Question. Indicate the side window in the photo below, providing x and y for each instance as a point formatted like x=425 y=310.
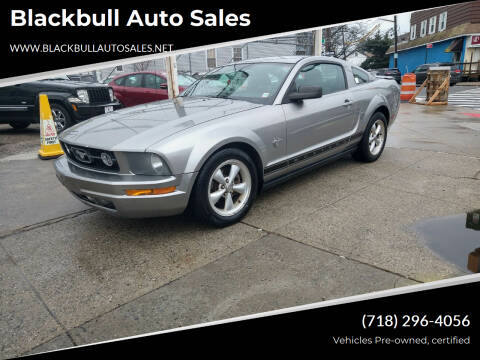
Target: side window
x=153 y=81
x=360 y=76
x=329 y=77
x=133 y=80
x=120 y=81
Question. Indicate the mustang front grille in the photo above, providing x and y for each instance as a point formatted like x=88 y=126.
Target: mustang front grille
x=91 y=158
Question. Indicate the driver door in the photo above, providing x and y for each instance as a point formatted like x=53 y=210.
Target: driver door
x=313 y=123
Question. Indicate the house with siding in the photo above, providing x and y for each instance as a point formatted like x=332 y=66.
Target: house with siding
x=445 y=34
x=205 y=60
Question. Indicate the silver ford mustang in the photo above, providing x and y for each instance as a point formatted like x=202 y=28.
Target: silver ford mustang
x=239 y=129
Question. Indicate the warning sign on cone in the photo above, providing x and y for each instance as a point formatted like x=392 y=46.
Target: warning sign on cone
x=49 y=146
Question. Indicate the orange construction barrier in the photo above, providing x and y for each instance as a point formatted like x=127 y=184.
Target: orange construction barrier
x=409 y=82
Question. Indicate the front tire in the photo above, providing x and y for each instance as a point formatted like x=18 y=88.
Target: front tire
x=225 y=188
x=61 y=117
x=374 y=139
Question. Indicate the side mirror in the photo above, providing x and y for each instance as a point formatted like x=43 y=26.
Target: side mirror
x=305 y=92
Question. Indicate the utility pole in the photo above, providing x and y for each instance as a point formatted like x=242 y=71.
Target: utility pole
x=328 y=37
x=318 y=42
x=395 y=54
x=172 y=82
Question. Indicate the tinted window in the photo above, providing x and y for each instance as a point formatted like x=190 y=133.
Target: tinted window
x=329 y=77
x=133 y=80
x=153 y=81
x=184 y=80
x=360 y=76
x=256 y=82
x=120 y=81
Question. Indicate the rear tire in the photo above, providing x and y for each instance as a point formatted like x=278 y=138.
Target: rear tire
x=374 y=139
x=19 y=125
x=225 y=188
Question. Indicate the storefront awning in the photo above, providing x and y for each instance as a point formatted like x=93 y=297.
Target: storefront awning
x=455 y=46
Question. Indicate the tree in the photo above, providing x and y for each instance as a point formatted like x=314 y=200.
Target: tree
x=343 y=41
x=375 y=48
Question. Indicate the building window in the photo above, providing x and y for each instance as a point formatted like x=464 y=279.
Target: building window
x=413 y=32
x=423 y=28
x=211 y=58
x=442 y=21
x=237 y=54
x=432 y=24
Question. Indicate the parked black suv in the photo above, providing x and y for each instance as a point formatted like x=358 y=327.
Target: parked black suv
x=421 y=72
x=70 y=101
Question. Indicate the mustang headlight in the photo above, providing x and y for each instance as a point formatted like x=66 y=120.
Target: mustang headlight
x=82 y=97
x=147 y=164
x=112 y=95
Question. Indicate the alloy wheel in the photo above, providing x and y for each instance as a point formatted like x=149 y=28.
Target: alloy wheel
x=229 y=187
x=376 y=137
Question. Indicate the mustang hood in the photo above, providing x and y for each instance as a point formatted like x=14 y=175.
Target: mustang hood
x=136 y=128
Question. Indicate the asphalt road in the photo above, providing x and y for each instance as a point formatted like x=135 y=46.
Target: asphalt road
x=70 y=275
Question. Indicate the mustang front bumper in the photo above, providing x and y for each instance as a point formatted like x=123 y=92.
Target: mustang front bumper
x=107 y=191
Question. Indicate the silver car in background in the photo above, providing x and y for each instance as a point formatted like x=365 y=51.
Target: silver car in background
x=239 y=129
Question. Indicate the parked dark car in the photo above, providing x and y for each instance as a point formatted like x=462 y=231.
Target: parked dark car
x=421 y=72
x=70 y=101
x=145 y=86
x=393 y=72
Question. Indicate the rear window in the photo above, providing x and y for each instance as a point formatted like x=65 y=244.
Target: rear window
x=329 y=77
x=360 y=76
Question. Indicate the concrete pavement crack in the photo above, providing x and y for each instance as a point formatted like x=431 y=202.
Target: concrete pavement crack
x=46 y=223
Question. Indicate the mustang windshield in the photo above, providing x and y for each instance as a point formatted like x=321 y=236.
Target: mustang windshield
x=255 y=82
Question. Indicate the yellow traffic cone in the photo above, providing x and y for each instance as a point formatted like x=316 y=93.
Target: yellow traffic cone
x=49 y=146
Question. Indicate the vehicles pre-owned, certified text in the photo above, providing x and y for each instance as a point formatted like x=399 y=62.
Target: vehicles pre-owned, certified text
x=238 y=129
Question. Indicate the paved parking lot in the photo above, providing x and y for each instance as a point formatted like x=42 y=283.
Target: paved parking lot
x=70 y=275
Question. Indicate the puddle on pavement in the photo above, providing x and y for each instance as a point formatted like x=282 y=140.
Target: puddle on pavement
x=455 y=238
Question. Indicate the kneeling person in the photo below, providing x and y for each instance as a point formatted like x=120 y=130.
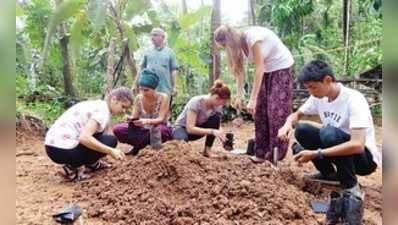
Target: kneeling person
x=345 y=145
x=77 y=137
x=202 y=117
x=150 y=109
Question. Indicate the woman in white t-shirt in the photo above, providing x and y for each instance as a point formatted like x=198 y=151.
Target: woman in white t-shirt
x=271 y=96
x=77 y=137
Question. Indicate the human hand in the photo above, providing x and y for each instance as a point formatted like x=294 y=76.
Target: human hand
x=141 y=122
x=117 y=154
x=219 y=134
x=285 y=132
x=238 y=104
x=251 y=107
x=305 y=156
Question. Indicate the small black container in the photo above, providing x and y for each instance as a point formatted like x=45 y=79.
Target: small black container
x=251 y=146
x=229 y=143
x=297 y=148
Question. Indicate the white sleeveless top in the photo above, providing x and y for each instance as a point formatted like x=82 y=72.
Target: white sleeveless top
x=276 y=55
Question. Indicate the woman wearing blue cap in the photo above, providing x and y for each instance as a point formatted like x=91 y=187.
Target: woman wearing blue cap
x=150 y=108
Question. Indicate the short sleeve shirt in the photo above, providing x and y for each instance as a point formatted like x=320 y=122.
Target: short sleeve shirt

## [SET PROBLEM]
Reproduce the listing above exactly, excluding all pictures.

## [RESPONSE TO THIS EXERCISE]
Question. Indicate the side window in the photo below, providing x and y for each instance as a point formatted like x=425 y=310.
Target: side window
x=153 y=81
x=360 y=76
x=329 y=77
x=133 y=80
x=120 y=81
Question. Indicate the mustang front grille in the photo above, providing x and y for each instance as a point formatted like x=88 y=126.
Target: mustang front grille
x=91 y=158
Question. Indicate the driver door in the photo above, providing x and y for each instance as a point formatted like x=53 y=210.
Target: driver door
x=313 y=123
Question. Indicate the house with siding in the photo above, providing x and y for each instance as a point formatted like x=332 y=66.
Target: house with siding
x=445 y=34
x=205 y=60
Question. Indicate the silver ford mustang in the photo above, providing x and y for each instance as a point formatted like x=202 y=28.
Target: silver ford mustang
x=239 y=129
Question. Indicate the warning sign on cone in the photo above, providing x and y for each instance as a point formatted like x=392 y=46.
Target: warning sign on cone
x=49 y=146
Question. Indicate the orange construction barrier in the photo above, providing x and y for each instance as a point formatted like x=127 y=184.
Target: orange construction barrier
x=409 y=82
Question. Indicate the front tire in the photo above, providing x and y for each instance as a point formatted like x=18 y=88.
Target: front tire
x=225 y=188
x=61 y=117
x=374 y=139
Question. Indicate the side mirror in the photo above, providing x and y for each instance as a point formatted like x=43 y=26.
Target: side mirror
x=305 y=92
Question. Indicate the utility pole in the photo above, providing x and y for each instance as a point formatted like x=242 y=71.
Target: utility pole
x=328 y=37
x=318 y=42
x=395 y=54
x=172 y=82
Question. Indicate the tinted window in the photo above, providing x and y for each instance as a point formatted like x=190 y=133.
Target: tinted window
x=329 y=77
x=133 y=80
x=153 y=81
x=184 y=80
x=360 y=76
x=256 y=82
x=120 y=81
Question. Indicate the rear tire in the photo above, providing x and y for each instance as a point formatted like x=278 y=138.
Target: rear tire
x=374 y=139
x=19 y=125
x=225 y=188
Question. Indicate the storefront awning in the photo above, providing x and y for each instance as a point formatted like x=93 y=297.
Target: storefront awning
x=455 y=46
Question. Indicate the tree in the photo above, providing x and y for each instance as a point formatted like x=314 y=200.
Target: tree
x=343 y=41
x=375 y=48
Question. Indicate the building window in the photo above, providing x and y for each instance as a point formatted like x=464 y=279.
Target: building window
x=413 y=32
x=423 y=28
x=211 y=58
x=442 y=21
x=237 y=54
x=432 y=24
Question. Indicate the parked black suv in the photo above, providing x and y for each instance as a point formatted like x=358 y=327.
Target: parked black suv
x=421 y=72
x=70 y=101
Question. Indicate the mustang headlight in the photo above, providing x and y for each instance as a point formatted like x=66 y=120.
Target: mustang headlight
x=82 y=97
x=147 y=164
x=112 y=95
Question. Indicate the alloy wheel in the photo above, providing x and y for each instance as a point formatted like x=149 y=28.
Target: alloy wheel
x=229 y=187
x=376 y=137
Question. Indicate the mustang hood in the photo above, providing x and y for each instance as a point formatted like x=14 y=175.
Target: mustang hood
x=136 y=128
Question. Indicate the asphalt road in the photo above, providing x and y for each instance as a point formatted like x=135 y=46.
Target: asphalt road
x=70 y=275
Question. Indicate the mustang front bumper in the photo above, providing x and y for each instance as a point formatted like x=123 y=92.
Target: mustang front bumper
x=107 y=191
Question. Indicate the silver car in background in the photo above, providing x and y for each instance as a point formatted like x=365 y=51.
Target: silver car in background
x=239 y=129
Question. Indicate the parked dark car in the photo above, providing x and y for each instance as a point formatted like x=462 y=231.
Target: parked dark car
x=421 y=72
x=70 y=101
x=145 y=86
x=393 y=72
Question. Indicate the rear window in the photo above, providing x and y for each instance as a point formatted like x=65 y=244.
Target: rear window
x=329 y=77
x=360 y=76
Question. Indicate the concrete pavement crack in the photo above, providing x and y for each instance as a point formatted like x=431 y=202.
Target: concrete pavement crack
x=46 y=223
Question. Indicate the mustang windshield in the photo above, providing x and y for each instance as a point formatted like x=321 y=236.
Target: mustang windshield
x=255 y=82
Question. Indicate the yellow traffic cone in the photo above, providing x and y for each instance as a point formatted like x=316 y=93.
Target: yellow traffic cone
x=49 y=146
Question. Indicate the vehicles pre-owned, certified text in the photo above, providing x and y for each instance as a point formatted like x=399 y=62.
Target: vehicles pre-owned, certified text
x=238 y=129
Question. Indicate the paved parking lot in the photo above, providing x and y for each instance as a point formatted like x=42 y=283.
Target: paved parking lot
x=70 y=275
Question. Indicate the puddle on pavement in the photo above, providing x and y for each instance as a point formatted like x=282 y=140.
Target: puddle on pavement
x=455 y=238
Question. Indicate the kneeling person in the photo below, providing x and y for each instance as a point formatted like x=120 y=130.
Target: kneeling person
x=345 y=145
x=77 y=137
x=202 y=117
x=150 y=109
Question. Indicate the woman in white t-shirt in the photo above, providing x and y for each instance as a point formatted like x=198 y=151.
Target: woman in white t-shirt
x=271 y=96
x=77 y=137
Question. Indicate the human hand in the photo above, providing x and y for each instance as a point formatted like x=294 y=76.
Target: human hand
x=141 y=122
x=117 y=154
x=219 y=134
x=285 y=132
x=238 y=104
x=251 y=107
x=305 y=156
Question. Indicate the small black container in the photo above, providing x and y for each instance as a point formatted like x=45 y=79.
Target: small black container
x=251 y=146
x=229 y=143
x=297 y=148
Question. Indicate the white sleeveless top in the photo above, providing x and y for each instance as a point formatted like x=82 y=72.
Target: white sleeveless top
x=276 y=55
Question. Indicate the woman wearing blue cap in the photo above, providing x and y for each instance as a point formatted like x=91 y=187.
Target: woman wearing blue cap
x=150 y=108
Question. Indicate the short sleeve shirt in the photo above, providing x and y for each instance as a point formatted like x=320 y=122.
Target: short sleeve shirt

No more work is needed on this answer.